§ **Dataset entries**

☆ ☆ ☆ ☆

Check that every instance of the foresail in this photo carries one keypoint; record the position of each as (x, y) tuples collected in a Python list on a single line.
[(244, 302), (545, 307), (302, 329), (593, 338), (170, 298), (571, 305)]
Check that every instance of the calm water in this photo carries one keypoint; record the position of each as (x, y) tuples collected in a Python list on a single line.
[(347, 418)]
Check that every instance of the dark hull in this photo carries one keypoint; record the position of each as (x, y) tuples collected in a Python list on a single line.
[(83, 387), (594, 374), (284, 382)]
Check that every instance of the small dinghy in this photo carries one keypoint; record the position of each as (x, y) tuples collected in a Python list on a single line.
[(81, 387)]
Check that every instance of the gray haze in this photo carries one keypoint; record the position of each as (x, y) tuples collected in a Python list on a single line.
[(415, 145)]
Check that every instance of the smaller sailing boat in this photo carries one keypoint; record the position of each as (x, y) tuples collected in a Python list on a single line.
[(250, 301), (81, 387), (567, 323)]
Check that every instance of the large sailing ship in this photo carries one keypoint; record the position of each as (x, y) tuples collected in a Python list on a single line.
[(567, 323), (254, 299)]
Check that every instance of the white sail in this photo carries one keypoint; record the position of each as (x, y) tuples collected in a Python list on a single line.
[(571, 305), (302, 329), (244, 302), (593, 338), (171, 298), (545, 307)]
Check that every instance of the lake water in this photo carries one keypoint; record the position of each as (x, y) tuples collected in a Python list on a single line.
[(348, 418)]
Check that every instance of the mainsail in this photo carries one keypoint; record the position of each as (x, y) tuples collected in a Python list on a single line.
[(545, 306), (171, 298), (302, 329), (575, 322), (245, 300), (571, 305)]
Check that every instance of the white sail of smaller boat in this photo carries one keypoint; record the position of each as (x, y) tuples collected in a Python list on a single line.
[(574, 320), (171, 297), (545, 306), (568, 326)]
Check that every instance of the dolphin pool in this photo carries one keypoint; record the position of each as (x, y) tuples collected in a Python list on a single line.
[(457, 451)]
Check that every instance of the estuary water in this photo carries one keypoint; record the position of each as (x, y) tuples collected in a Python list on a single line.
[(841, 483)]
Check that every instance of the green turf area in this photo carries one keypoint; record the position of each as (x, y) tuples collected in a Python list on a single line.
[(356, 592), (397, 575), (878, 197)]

☆ ☆ ☆ ☆

What you return should match every line above exactly.

Check that every instance of the foresail in this photo carries one keypoint; record the position of each as (x, y) tuples collected in a Python list on a single line.
[(244, 302), (545, 307), (302, 329), (593, 338), (170, 298), (571, 305)]
Check that every instance of the calm water in this photo carries one keypoint; record the position of each as (x, y) tuples collected in a Python list on a single line.
[(347, 418)]
Check that every instance of the dark hull in this photo carries one keypoint; record the position of each as (x, y) tuples collected in a Python list on a single line.
[(83, 387), (594, 374), (284, 382)]
Check that every instance of the small dinghy in this photo carries one keypoint; record the position of each as (x, y) tuples collected in a Python list on a single line.
[(81, 387)]
Check that every instance of the gray haze in this photo carries one keypoint; record the position of each as (x, y) tuples collected in a Python list on a single line.
[(415, 145)]
Check that every instance of the smaller sailing boat in this photo carries one keypoint; record the position of each as (x, y) tuples collected in a Python list on a single line.
[(250, 301), (81, 387), (567, 323)]
Check that every instance of the large sailing ship in this photo carries one keypoint; record the position of each as (x, y) tuples collected in a Python list on a single line.
[(567, 323), (254, 299)]
Check that every instance of the white sail in this photo carries one keypoint; record the position of each as (x, y) tuples collected in a Python list on a single line.
[(571, 305), (302, 329), (244, 302), (593, 338), (171, 298), (545, 307)]
Check that every instance of the lake water in this photo carries one keypoint; record the position of each as (x, y) tuples collected in a Python list on a single line.
[(348, 418)]
Check that every instance of the mainsail in this photo carries one keypoint; record the position of each as (x, y) tuples collected in a Python list on a single line.
[(545, 306), (171, 298), (302, 329), (575, 322), (245, 300), (571, 305)]
Check that every instance of the white sail of smaller boat in this photo carries one keypoint; record the position of each as (x, y) tuples collected in a Python list on a single line.
[(574, 320), (171, 297), (545, 306), (568, 326)]
Check that every instance of the dolphin pool in this photo carries one keypoint; record the position of each as (x, y) tuples collected in a Python list on a single line.
[(457, 451)]
Check that every instance of the estuary water in this photo carries one keypoint; record the position of each as (x, y) tuples collected in a Python list on a single line.
[(841, 483)]
Check that every instance of the green turf area in this photo carries one keypoint; record the position of each as (x, y) tuples collected in a Python list on a single line.
[(356, 592), (397, 575), (878, 197)]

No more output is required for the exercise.